EXERCISE BRIEF: Take the line containing "Would you mind tagging the green" and all lines after it to the end of the records, and output them exactly.

(Items from a data source)
--- Begin ---

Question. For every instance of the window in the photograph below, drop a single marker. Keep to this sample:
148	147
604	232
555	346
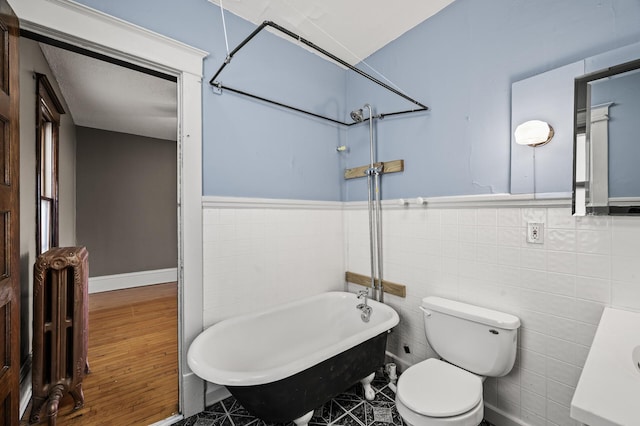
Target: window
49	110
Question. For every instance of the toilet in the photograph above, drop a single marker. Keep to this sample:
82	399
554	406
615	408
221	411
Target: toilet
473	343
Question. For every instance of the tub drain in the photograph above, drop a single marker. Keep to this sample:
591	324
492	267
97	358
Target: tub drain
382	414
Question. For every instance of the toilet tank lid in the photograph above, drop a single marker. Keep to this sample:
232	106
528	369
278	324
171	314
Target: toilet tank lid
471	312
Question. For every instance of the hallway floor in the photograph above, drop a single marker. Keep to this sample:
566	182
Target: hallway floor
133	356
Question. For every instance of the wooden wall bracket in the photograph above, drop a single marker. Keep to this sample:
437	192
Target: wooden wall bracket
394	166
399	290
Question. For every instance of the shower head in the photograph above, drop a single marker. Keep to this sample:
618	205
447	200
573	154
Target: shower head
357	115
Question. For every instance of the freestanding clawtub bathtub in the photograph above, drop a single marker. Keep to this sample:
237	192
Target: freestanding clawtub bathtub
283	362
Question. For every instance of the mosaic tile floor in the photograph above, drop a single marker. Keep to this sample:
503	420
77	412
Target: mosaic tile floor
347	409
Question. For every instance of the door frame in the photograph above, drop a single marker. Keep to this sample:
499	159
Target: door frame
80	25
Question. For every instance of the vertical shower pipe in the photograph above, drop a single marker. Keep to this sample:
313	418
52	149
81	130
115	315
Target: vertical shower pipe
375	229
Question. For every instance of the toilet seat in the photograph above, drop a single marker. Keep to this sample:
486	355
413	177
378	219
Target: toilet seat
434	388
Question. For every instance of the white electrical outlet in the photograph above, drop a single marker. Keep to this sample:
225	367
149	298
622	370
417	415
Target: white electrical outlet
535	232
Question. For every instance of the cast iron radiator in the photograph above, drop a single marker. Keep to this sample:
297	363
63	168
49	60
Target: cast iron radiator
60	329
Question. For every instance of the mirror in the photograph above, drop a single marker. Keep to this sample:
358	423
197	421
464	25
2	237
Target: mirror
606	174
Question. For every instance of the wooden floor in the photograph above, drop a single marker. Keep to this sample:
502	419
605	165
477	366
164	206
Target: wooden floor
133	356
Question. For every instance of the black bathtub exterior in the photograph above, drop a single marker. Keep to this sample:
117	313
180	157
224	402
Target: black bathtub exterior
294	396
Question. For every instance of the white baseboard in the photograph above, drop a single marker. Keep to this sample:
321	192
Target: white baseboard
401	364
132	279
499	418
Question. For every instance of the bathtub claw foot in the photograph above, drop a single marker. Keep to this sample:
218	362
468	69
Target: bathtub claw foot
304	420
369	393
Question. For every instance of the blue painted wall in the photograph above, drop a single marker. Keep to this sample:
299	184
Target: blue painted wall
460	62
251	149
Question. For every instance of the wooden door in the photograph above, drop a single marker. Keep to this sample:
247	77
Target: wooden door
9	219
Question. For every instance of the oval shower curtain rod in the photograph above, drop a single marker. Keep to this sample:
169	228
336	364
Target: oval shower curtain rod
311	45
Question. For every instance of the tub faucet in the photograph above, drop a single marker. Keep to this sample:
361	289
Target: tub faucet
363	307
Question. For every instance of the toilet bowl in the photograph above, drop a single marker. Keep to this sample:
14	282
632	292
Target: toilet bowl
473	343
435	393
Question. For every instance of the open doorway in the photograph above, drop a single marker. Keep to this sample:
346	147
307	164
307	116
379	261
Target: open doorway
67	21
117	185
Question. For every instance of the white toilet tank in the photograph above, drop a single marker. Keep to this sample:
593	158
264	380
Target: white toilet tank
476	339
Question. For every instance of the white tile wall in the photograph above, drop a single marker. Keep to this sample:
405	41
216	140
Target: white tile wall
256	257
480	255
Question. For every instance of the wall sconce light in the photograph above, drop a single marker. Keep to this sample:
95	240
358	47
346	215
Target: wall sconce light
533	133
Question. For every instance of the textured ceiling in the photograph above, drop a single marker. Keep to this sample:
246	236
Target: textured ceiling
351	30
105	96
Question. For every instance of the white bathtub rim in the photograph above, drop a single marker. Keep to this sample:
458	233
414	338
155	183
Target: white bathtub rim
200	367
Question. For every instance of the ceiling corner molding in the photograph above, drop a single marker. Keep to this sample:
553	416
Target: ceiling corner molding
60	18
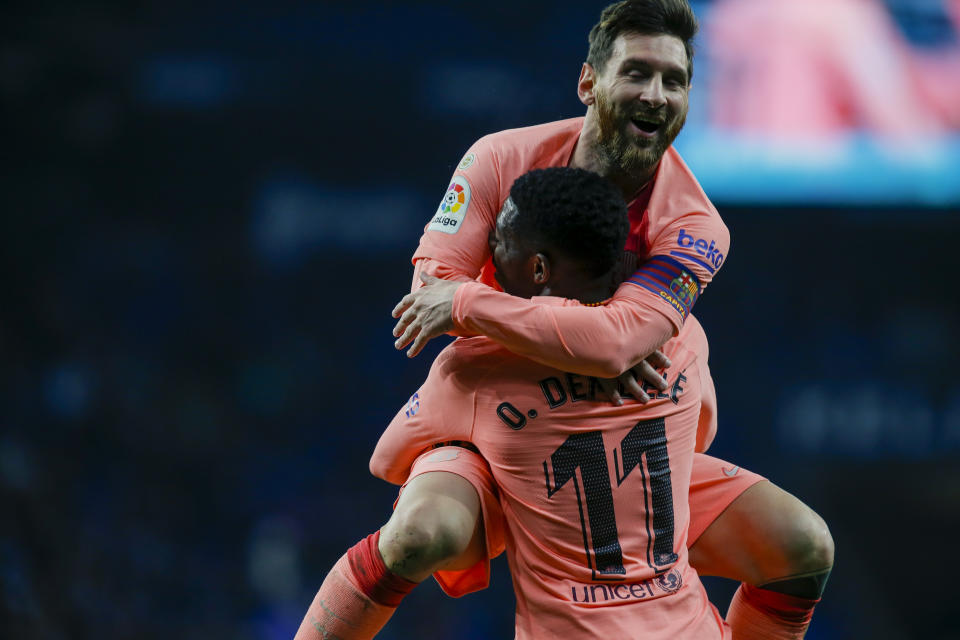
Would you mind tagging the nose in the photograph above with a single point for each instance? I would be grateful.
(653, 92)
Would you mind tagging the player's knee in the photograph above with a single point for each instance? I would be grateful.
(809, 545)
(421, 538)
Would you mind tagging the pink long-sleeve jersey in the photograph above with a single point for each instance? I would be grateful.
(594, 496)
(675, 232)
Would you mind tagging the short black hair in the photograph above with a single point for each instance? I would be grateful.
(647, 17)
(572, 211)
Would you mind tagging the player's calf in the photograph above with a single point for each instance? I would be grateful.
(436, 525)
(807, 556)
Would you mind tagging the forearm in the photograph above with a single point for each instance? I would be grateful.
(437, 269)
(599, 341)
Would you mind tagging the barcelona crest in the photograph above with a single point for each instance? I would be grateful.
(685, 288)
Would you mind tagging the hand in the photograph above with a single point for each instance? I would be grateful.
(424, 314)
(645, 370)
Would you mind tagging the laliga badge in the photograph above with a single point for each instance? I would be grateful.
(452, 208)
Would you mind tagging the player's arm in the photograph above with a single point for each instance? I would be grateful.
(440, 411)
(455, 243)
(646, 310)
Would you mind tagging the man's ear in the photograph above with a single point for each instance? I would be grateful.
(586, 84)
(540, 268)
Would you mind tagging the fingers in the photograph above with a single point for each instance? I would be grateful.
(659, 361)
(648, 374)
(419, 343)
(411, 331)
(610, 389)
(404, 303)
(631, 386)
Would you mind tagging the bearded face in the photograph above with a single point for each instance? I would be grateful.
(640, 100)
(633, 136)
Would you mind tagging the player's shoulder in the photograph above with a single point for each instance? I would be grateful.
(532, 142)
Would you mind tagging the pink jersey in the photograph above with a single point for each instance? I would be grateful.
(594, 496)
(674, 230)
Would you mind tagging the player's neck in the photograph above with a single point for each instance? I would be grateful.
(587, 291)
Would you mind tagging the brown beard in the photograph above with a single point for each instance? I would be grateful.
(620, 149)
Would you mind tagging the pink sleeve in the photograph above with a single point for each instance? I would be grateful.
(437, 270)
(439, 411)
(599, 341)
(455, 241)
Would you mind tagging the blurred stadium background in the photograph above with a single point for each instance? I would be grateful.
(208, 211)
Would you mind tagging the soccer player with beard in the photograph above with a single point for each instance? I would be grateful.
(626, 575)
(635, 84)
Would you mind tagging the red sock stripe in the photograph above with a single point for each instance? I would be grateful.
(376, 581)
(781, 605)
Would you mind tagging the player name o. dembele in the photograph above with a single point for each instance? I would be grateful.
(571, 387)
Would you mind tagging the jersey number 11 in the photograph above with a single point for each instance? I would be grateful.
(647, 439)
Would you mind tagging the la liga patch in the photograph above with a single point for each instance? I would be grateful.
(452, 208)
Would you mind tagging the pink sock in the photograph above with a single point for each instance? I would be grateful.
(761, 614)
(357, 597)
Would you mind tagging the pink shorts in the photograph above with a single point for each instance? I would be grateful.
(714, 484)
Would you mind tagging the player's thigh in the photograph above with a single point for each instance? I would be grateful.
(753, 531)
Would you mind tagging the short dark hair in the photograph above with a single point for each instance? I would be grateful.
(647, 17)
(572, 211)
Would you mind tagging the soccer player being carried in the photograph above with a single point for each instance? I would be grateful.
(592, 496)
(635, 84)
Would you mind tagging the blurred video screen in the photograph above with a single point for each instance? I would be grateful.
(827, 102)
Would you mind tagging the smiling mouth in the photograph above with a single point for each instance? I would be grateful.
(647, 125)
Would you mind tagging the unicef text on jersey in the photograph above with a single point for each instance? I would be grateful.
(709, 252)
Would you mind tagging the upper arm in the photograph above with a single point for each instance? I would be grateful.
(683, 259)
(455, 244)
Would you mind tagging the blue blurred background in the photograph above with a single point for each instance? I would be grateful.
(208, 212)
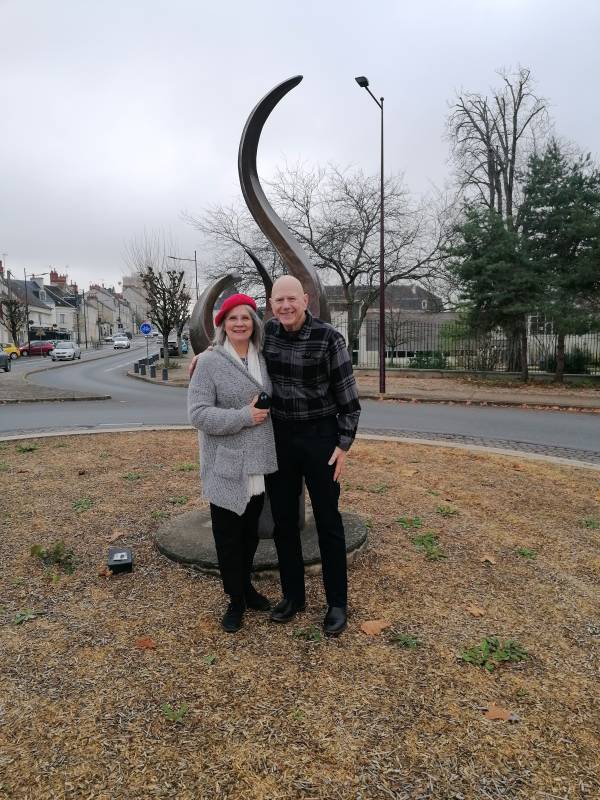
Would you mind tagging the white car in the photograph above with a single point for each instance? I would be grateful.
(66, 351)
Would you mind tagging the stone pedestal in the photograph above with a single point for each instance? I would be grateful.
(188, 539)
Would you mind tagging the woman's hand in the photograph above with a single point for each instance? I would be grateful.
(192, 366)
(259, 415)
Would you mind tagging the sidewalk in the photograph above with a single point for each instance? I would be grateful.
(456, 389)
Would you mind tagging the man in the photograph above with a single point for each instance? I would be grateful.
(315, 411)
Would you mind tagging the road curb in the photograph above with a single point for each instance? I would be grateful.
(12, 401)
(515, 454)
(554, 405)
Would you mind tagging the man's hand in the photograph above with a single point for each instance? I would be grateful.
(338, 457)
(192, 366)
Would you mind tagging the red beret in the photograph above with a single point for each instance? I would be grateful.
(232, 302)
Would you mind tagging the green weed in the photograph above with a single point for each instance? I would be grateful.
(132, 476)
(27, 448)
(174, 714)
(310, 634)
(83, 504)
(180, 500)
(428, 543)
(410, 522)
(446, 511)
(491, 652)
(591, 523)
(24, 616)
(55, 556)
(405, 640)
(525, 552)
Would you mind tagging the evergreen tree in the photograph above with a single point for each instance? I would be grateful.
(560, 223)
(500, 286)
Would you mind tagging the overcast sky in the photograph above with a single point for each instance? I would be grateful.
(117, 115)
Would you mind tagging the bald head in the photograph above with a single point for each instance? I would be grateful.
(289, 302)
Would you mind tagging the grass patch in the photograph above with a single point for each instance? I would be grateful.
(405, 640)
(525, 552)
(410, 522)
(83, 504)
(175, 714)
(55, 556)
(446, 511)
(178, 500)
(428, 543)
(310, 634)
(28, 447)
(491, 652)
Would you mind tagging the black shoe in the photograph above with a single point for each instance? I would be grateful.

--- End ---

REPLY TO THE TASK:
Would you mind tagging the green weed in the photograph above with a single point for each instance? I would be grateful.
(132, 476)
(27, 448)
(174, 714)
(310, 634)
(83, 504)
(180, 500)
(428, 543)
(410, 522)
(446, 511)
(491, 652)
(591, 523)
(24, 616)
(55, 556)
(405, 640)
(525, 552)
Would you mind tagging the evergreen tree in the photograph above with a single point for each instance? I would be grateful.
(560, 223)
(500, 286)
Would you mind tagging the overcast sky in the photograph above with a single point for each instance? I would be grateful.
(117, 115)
Would you mind tagging the bald head in the photograph above with a single point for each instance? I would be grateful.
(289, 302)
Would you mind tagging the grass patch in the photograph above with a single point for each instance? I would be grateful.
(405, 640)
(525, 552)
(410, 522)
(83, 504)
(175, 714)
(55, 556)
(446, 511)
(178, 500)
(428, 543)
(310, 634)
(28, 447)
(491, 652)
Would you mind tagging the black shoe in the photograph above with a single point for each instance? I would be grateful.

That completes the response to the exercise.